» **To do**: Extract the items between the line holding "Can you spot the roof edge" and the line holding "x=607, y=326", inclusive, and repeat those lines unchanged.

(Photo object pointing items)
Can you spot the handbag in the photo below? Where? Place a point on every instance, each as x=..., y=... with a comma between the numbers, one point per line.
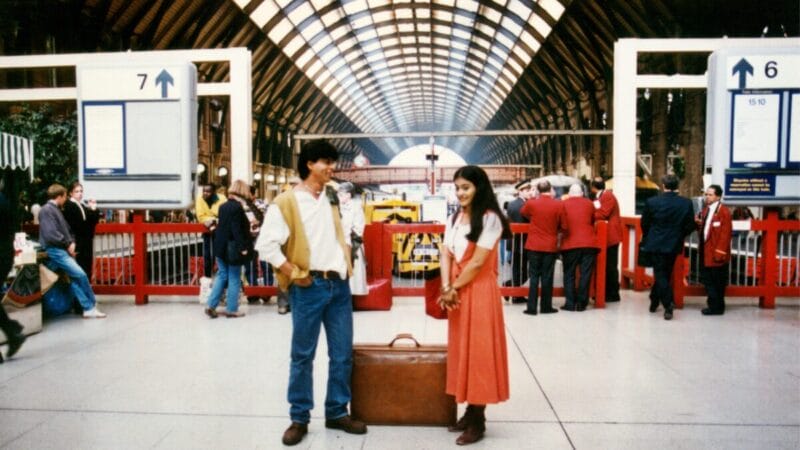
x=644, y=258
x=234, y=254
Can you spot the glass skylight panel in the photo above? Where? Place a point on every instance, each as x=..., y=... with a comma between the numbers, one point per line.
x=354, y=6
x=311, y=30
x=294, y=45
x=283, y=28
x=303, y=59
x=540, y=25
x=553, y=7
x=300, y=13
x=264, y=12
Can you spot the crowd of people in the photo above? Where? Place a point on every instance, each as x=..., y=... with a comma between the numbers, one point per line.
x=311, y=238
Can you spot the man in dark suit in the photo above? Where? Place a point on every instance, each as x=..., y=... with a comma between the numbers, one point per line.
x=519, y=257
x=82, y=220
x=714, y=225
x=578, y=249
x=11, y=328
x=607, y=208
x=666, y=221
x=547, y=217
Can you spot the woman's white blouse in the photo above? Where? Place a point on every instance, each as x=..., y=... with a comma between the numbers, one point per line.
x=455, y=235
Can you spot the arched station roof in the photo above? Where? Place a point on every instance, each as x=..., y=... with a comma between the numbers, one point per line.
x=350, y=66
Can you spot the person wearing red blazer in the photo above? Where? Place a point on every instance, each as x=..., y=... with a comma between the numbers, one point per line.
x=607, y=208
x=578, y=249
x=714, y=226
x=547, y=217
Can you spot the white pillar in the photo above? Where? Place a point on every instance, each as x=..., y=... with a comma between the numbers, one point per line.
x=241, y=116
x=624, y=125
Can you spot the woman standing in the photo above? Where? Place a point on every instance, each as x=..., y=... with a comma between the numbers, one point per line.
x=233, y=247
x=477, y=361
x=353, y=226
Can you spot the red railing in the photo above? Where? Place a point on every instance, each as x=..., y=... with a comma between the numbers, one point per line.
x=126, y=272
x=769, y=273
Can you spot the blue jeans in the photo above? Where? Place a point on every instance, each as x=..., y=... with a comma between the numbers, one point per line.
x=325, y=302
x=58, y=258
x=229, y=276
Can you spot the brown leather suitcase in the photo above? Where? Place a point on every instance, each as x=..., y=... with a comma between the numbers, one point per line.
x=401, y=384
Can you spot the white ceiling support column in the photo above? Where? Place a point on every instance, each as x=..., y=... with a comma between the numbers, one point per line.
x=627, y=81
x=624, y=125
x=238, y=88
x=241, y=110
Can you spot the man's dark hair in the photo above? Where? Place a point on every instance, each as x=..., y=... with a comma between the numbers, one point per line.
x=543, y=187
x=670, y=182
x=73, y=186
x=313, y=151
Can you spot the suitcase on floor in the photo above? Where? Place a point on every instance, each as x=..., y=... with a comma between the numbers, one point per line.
---
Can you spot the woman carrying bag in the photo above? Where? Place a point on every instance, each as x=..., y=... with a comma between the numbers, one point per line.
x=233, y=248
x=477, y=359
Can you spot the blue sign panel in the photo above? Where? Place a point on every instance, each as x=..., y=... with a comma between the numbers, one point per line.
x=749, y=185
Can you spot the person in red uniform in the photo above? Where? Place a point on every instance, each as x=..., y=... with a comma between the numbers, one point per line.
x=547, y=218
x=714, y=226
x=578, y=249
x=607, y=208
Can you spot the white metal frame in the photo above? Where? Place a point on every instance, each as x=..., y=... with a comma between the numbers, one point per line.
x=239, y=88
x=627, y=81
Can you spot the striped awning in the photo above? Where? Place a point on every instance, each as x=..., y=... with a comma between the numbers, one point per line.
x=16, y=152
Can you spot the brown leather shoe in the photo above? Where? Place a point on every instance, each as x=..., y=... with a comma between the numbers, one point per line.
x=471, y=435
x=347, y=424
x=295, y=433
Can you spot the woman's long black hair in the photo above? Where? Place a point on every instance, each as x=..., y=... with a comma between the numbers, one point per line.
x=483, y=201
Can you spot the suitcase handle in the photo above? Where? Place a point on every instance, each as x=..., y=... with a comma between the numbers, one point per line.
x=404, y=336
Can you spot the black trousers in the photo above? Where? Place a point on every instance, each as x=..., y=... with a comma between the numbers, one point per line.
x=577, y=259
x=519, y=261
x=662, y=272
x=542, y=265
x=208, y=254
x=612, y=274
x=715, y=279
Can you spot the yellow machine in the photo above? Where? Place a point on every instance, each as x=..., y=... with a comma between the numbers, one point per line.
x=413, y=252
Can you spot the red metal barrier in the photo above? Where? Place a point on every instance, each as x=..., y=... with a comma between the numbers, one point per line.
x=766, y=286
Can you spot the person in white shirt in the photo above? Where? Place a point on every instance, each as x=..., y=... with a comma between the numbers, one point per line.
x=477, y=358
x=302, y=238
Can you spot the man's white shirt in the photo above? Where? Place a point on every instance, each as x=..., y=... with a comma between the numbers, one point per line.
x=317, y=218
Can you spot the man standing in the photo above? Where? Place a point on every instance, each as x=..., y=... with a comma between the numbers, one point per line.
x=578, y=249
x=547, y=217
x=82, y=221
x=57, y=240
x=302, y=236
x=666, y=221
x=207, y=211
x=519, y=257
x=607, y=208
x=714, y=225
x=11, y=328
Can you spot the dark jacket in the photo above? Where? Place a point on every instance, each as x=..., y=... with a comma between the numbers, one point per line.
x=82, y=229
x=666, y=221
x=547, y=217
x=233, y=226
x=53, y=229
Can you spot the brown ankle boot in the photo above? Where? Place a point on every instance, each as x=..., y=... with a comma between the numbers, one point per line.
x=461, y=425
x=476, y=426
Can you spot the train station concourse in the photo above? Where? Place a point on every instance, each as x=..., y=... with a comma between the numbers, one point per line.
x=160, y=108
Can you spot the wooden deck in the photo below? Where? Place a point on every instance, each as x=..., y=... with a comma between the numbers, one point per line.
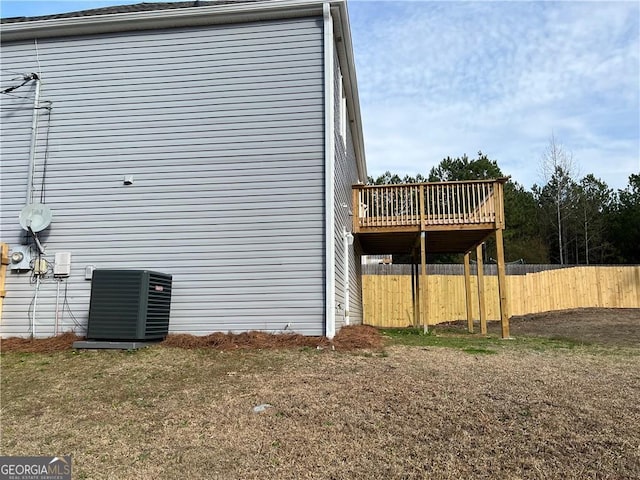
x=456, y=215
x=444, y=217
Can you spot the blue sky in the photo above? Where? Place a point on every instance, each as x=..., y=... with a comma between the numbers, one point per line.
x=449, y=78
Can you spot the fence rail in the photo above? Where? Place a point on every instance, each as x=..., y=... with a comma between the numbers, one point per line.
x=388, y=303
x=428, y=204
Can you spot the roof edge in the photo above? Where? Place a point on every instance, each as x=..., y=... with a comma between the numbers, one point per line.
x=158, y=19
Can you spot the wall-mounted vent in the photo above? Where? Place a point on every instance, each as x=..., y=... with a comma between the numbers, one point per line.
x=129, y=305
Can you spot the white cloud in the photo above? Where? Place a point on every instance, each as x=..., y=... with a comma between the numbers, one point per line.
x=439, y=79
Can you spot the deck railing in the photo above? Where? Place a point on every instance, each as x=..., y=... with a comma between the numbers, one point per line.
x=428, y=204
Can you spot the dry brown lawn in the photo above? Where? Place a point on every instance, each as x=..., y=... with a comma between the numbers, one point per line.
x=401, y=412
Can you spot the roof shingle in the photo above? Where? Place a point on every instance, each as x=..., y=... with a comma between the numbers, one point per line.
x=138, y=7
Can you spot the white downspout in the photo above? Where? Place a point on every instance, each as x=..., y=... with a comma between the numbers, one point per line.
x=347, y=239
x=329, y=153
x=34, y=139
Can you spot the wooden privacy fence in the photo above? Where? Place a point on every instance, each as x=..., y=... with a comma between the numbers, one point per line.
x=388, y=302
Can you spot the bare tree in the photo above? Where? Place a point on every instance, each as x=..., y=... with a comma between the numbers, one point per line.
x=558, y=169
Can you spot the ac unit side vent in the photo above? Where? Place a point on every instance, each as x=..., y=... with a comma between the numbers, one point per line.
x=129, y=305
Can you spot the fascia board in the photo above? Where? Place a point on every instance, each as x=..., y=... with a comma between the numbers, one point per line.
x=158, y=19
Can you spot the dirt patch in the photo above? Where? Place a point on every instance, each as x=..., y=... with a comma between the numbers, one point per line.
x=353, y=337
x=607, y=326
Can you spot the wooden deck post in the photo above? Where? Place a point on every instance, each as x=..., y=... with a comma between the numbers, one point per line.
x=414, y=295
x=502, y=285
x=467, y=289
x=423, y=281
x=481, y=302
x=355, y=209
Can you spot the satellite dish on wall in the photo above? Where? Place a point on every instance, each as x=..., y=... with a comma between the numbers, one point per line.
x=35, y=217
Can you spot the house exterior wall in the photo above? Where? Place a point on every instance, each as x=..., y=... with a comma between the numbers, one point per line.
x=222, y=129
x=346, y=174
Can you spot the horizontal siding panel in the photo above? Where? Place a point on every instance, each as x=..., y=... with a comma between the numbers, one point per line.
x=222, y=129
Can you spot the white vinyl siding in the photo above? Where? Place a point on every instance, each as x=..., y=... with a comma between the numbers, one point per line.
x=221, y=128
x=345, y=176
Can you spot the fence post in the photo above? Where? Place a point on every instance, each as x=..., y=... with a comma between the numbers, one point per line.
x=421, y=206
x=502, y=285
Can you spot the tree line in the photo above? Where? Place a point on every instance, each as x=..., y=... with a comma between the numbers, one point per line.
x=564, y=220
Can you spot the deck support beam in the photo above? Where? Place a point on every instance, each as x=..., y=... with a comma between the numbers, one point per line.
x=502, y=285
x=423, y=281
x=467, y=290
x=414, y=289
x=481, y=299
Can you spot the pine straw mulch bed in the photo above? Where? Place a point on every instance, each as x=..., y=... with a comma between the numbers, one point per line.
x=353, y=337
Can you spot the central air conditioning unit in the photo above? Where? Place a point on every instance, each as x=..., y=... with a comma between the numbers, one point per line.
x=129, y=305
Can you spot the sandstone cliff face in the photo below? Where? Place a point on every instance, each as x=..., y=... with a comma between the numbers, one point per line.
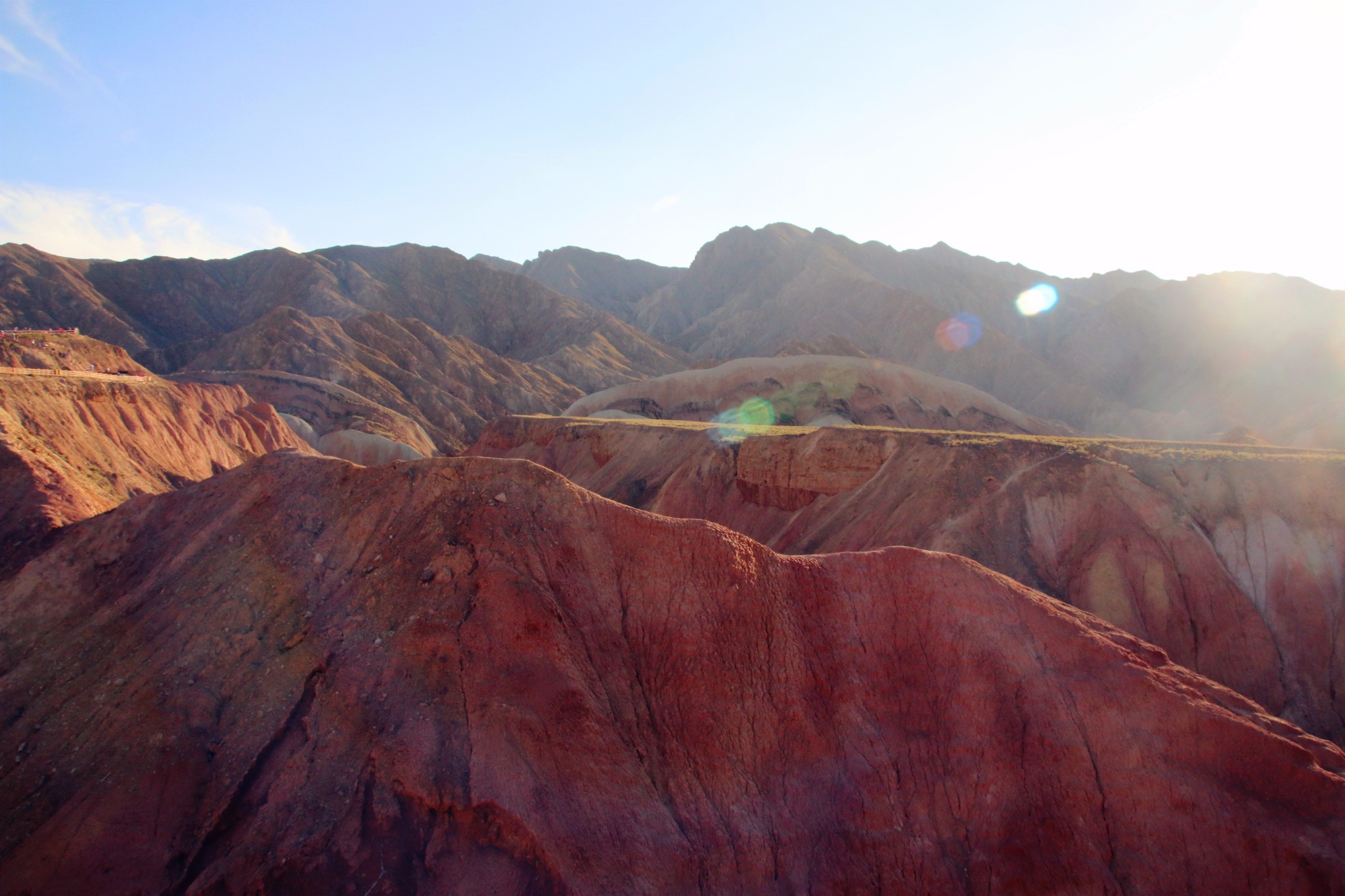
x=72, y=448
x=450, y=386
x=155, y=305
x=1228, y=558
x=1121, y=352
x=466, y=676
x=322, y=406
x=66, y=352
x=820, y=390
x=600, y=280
---
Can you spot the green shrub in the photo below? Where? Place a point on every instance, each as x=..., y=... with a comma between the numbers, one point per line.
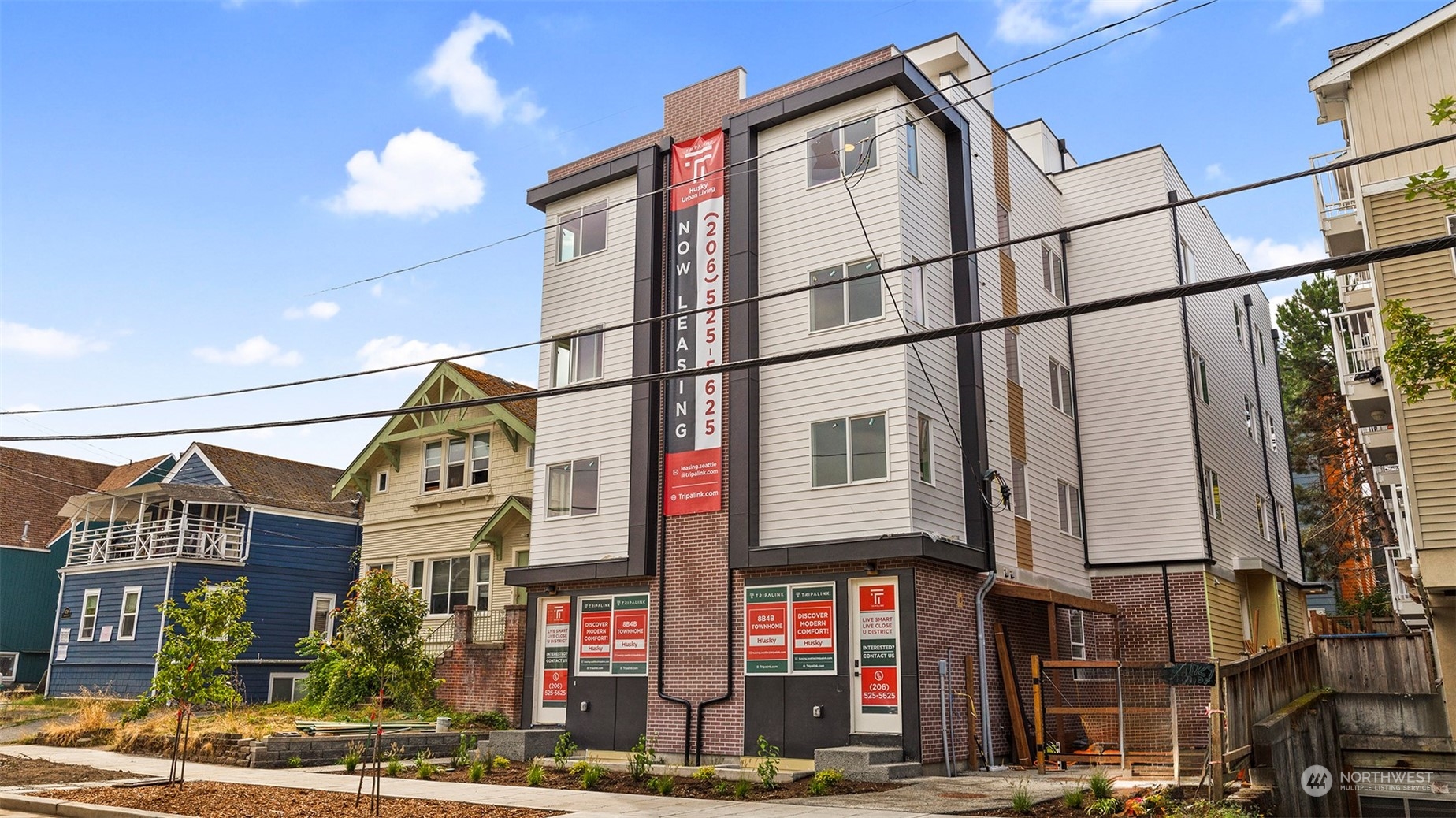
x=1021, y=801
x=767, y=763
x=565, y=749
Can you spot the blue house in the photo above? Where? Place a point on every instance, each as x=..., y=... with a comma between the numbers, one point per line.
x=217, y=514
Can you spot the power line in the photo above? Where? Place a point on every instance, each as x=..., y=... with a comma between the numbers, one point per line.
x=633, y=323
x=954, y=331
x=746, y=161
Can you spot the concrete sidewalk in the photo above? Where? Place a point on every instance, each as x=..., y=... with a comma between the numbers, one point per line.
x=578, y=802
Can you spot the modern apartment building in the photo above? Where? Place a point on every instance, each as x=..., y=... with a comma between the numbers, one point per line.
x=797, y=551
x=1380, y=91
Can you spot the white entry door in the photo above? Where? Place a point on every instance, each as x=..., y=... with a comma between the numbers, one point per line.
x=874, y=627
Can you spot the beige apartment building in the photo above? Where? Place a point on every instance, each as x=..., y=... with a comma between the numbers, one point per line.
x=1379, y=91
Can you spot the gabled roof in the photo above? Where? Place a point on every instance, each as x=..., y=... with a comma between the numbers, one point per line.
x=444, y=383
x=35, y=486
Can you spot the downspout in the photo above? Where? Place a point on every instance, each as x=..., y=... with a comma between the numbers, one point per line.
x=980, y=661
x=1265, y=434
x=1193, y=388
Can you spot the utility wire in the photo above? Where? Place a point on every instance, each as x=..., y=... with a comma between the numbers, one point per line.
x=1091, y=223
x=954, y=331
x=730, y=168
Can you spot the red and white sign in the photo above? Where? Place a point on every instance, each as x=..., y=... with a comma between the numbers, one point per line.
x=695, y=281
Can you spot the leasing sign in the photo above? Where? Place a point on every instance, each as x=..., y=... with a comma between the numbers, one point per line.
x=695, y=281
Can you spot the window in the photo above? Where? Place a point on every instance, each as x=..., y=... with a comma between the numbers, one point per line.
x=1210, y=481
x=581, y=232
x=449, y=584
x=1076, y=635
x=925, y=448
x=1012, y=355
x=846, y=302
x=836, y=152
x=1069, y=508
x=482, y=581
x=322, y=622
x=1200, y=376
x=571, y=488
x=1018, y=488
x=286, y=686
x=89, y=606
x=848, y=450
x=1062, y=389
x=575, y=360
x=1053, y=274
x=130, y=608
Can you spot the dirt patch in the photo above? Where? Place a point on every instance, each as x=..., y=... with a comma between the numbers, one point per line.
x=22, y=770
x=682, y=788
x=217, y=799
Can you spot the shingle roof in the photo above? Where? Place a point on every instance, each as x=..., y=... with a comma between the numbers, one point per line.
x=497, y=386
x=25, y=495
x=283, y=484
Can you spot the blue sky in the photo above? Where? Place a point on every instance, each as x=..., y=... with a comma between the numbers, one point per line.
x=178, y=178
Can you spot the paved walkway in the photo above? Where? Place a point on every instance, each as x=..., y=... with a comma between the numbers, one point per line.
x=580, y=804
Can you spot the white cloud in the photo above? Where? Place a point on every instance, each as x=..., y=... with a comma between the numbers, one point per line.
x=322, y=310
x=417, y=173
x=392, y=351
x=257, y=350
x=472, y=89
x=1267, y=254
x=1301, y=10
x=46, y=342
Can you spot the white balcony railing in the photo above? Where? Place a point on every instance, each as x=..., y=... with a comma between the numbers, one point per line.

» **The completed task**:
Can you spot the roof edge in the photo above? Where? Place a point on every instance, each as x=..., y=... with a comma between the numbers, one point per line.
x=158, y=19
Can you spot the wall-mounted vent in the photo above? Where? Place a point on every instance, each as x=..., y=... with a comma between the numbers, one point per line.
x=129, y=305
Can you spot the white cloud in the photo above? Where? Place a point on every instance, each as x=..., y=... with a comma between the numbers, one point per line.
x=439, y=79
Can you spot the deck railing in the photo above? Where? Place a point on every instance, each as x=..., y=... with a comma between the numbers, one point per line.
x=428, y=204
Can you spot the dry brown lawn in the photo above? Where? Place a point on every instance, each as x=..., y=... with a comma between the numbers, one point per line.
x=401, y=412
Can you spot the roof shingle in the photo above? Where? Place a point on every instance, each as x=..., y=... with a comma between the numbers, one point per line.
x=138, y=7
Can you spot the white downspout in the photo above? Where? Place a point on every instance, each as x=..., y=... with a comma between the numbers, one point per line.
x=347, y=239
x=329, y=153
x=34, y=139
Can you spot the wooden privacy fence in the photo above? Where? Place a point on every instance, each as x=..., y=... with a comma between the numbers, one point per line.
x=388, y=302
Can you spot the bare tree in the photo above? Where? Place a point on every instance, each as x=..., y=... with a comma between the numbers, one point per line.
x=558, y=169
Can you spot the ac unit side vent in the photo above? Where? Place a point on every instance, each as x=..., y=... with a comma between the numbers, one point per line.
x=129, y=305
Can you spot the fascia board in the photo above? Where? Place a point on every instance, each as x=..., y=... with a comma between the numbers, one point per line.
x=158, y=19
Can you spot the dirt patch in the photo above? Where? Place a point on every instance, each as x=..., y=... with a comma between the numbers, one point per line.
x=353, y=337
x=607, y=326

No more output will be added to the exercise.